** Task objective **
Below are the records; repeat them in full, exactly.

Saved data entries
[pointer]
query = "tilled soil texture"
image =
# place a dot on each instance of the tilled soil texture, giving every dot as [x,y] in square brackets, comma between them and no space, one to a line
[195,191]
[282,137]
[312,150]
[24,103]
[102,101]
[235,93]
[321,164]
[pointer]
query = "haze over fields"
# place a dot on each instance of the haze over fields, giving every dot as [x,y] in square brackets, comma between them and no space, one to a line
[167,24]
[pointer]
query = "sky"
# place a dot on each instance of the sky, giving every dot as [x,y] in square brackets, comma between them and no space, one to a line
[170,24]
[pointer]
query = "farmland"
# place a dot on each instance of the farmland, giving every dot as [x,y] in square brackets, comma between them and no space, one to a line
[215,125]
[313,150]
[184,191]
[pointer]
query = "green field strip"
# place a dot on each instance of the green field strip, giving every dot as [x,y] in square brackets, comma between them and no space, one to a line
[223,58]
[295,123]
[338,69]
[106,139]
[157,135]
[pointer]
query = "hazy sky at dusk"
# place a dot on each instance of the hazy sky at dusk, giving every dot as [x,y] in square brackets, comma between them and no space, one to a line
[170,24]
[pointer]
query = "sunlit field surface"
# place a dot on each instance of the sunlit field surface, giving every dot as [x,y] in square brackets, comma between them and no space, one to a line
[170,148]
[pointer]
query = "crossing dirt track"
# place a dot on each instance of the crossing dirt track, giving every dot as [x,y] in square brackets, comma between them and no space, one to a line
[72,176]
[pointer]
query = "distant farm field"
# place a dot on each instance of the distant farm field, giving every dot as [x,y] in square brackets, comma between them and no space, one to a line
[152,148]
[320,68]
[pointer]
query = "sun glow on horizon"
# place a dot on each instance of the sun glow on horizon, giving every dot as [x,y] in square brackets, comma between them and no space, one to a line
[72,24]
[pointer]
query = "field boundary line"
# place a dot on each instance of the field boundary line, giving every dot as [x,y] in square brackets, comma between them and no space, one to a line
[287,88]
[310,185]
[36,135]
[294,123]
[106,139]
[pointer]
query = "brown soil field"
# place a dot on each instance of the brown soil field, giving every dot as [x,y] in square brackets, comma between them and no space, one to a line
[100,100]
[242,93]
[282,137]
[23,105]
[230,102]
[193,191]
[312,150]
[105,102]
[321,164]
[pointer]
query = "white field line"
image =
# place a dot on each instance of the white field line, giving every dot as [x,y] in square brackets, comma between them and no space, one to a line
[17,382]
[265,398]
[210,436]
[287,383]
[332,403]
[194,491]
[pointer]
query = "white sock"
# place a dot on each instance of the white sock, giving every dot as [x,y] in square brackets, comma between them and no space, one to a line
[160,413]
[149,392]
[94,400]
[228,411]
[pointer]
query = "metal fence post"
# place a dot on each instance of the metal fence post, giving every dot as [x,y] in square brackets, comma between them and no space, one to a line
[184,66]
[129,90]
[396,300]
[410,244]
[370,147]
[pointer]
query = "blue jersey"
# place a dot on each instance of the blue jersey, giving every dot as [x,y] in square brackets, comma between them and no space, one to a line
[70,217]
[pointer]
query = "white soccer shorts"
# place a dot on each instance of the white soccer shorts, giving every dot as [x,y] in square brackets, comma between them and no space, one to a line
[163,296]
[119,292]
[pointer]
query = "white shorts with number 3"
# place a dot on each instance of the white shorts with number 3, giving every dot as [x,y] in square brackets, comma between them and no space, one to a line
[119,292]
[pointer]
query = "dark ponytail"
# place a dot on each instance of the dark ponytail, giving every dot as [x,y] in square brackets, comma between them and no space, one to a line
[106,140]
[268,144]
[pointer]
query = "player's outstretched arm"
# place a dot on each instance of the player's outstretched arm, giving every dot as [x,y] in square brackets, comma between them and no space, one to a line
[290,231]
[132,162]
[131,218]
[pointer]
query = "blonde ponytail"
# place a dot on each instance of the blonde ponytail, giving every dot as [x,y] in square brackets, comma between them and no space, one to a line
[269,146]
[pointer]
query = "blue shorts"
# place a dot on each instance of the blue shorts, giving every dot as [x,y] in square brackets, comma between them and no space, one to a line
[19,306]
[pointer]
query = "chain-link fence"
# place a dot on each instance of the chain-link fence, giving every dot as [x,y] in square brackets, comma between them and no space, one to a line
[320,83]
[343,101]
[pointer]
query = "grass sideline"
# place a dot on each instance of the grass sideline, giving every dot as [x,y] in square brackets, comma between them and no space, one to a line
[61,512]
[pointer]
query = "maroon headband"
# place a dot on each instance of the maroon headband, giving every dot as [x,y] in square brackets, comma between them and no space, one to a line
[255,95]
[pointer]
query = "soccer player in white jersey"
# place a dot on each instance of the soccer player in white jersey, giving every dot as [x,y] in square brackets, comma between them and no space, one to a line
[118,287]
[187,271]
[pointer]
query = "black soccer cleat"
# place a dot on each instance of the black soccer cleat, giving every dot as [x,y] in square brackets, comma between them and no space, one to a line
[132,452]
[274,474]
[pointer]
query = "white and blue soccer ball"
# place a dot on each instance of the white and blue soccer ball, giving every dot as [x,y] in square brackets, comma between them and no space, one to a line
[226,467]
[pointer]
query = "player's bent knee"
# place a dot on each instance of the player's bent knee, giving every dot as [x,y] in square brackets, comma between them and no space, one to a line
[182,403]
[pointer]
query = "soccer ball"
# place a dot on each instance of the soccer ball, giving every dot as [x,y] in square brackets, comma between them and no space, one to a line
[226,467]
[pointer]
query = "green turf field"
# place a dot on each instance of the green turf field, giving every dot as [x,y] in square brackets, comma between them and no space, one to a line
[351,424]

** Finished exercise **
[pointer]
query = "tilled soil texture"
image =
# place a dot on each instance of the tilled soil texture, giving every dot as [x,y] in square brackets, comma between them and no space, one to a line
[195,191]
[282,137]
[312,150]
[24,103]
[102,101]
[235,93]
[321,164]
[pointer]
query = "haze over fields"
# place a dot on each instance of the haze over fields, giving every dot as [x,y] in square brackets, comma between them and no space, one to a line
[167,24]
[pointer]
query = "sky"
# place a dot on each instance of the sky, giving every dot as [x,y] in square brackets, comma between them and no space, one to a line
[170,24]
[pointer]
query = "farmland"
# place a dot on each instance of the farmland, giving every dot as [x,y] in square brackets, comma between them and no space, one to a line
[215,125]
[313,150]
[184,191]
[pointer]
query = "green field strip"
# place a dot on each instance of the green field strip, giving every dot as [x,y] in square brackets, comma between them and no space, one to a line
[223,58]
[295,123]
[338,69]
[106,139]
[157,135]
[pointer]
query = "hazy sky at dusk"
# place a dot on each instance of the hazy sky at dusk, giving every dot as [x,y] in square brackets, comma between them and no space, one to a line
[170,24]
[pointer]
query = "sunlit field surface"
# place a dot on each instance of the sunlit field surface, giving every dot as [x,y] in square brackets, comma between them and no space, one to a line
[170,148]
[pointer]
query = "crossing dirt track"
# place a dot on each instance of the crossing dirt track, giving every dot as [x,y] in square brackets, comma between them and no space, one to a line
[72,176]
[pointer]
query = "distant farm field"
# place a dot on each instance of the distant farm field, giving every dot as [x,y] in square brackets, comma between them and no space, one to a line
[152,148]
[320,68]
[pointer]
query = "sun glow on horizon"
# place a dot on each instance of the sun glow on horizon, giving every dot as [x,y] in square brackets, comma between them and no space, one to a line
[72,24]
[pointer]
query = "field boundary line"
# place a dot on each instance of the field boundary line, giving every dot as [x,y] in square brackets, comma between them and no space, one to a line
[287,88]
[310,185]
[36,135]
[294,123]
[106,139]
[pointer]
query = "brown soil field"
# place a dot on each instance of the brown soil field, giving every dot as [x,y] in square brackets, comma between them and no space, one to a line
[100,100]
[242,93]
[282,137]
[23,105]
[230,102]
[193,191]
[312,150]
[105,102]
[321,164]
[pointer]
query = "white field line"
image =
# place a dot on each instance of the white field line, giving every dot as [x,y] in square brackets, comma between them and no space, one to a line
[17,382]
[265,398]
[210,436]
[287,383]
[332,403]
[194,491]
[pointer]
query = "white sock"
# place a dot on each instance of the white sock, giving every dot as [x,y] in square brackets, comma between them and no space, one to a line
[160,413]
[149,392]
[94,400]
[228,411]
[pointer]
query = "metal fence post"
# place a dot on each instance of the metal fence post, giving every dot as [x,y] in square brackets, comma between them and no space, one to a line
[184,66]
[129,90]
[396,300]
[410,244]
[370,147]
[pointer]
query = "blue jersey"
# place a dot on each instance of the blue jersey, giving every dot as [x,y] in square brackets, comma between them and no space, one to a line
[70,217]
[pointer]
query = "white soccer shorts"
# place a dot on each instance of the white soccer shorts, giving every dot as [x,y] in square brackets, comma between them and no space, one to a line
[163,296]
[119,292]
[pointer]
query = "white shorts with number 3"
# place a dot on each instance of the white shorts with number 3, giving every dot as [x,y] in square brackets, comma between them and no space, one to a line
[119,292]
[pointer]
query = "dark ponytail"
# place a dot on each instance of the dark ponytail, giving every dot as [x,y] in square brackets, comma between them and no space, one to a line
[106,140]
[268,144]
[pointer]
query = "player's outstretched arm"
# place a dot on each instance of the player's outstretched arm, giving every dot as [x,y] in square brackets, comma between them and no space, one to a line
[290,231]
[132,162]
[131,218]
[pointer]
query = "blonde ponytail"
# place a dot on each instance of the blonde ponytail, giving every dot as [x,y] in square brackets, comma between them and no space, one to a line
[269,146]
[pointer]
query = "blue shorts"
# place a dot on each instance of the blue shorts, giving every dot as [x,y] in square brackets, comma between them and no space, one to a line
[19,306]
[pointer]
query = "chain-link fence"
# place a dot on each instance of the chain-link fence, giving every dot as [x,y] in square brackets, comma between them and no space, one to a line
[320,83]
[343,101]
[pointer]
query = "grass sideline"
# place a dot on each instance of the grass sideline, giving every dot as [x,y] in square brackets, comma between them and no space, one to a line
[61,512]
[pointer]
query = "maroon headband"
# place a dot on each instance of the maroon headband, giving every dot as [x,y] in square brackets, comma between them and no space, one to a line
[255,95]
[pointer]
query = "soccer player in white jersey"
# place a dot on each instance of the soccer player in white jersey, giving every dot as [x,y] in square brackets, comma between them and no space, one to a line
[118,287]
[187,271]
[pointer]
query = "black soccer cleat"
# place a dot on each instance of the black soccer cleat, giving every dot as [x,y] in square brackets, comma between them and no space, one to a line
[132,452]
[274,474]
[pointer]
query = "white and blue soccer ball"
# place a dot on each instance of the white and blue soccer ball, giving every dot as [x,y] in square brackets, comma between them and no space, one to a line
[226,467]
[pointer]
query = "player's bent knee"
# place a dot on each instance of the player's bent knee, giving every dot as [x,y] in square brackets, comma between them and no space, one to a line
[182,403]
[pointer]
query = "soccer ball"
# place a dot on each instance of the soccer ball, giving every dot as [x,y] in square brackets, comma between them and no space, one to a line
[226,467]
[pointer]
query = "green turf field"
# place a dot on each instance of the green turf field, giving every dot as [x,y] in square brackets, comma between them and no space, one to a line
[351,424]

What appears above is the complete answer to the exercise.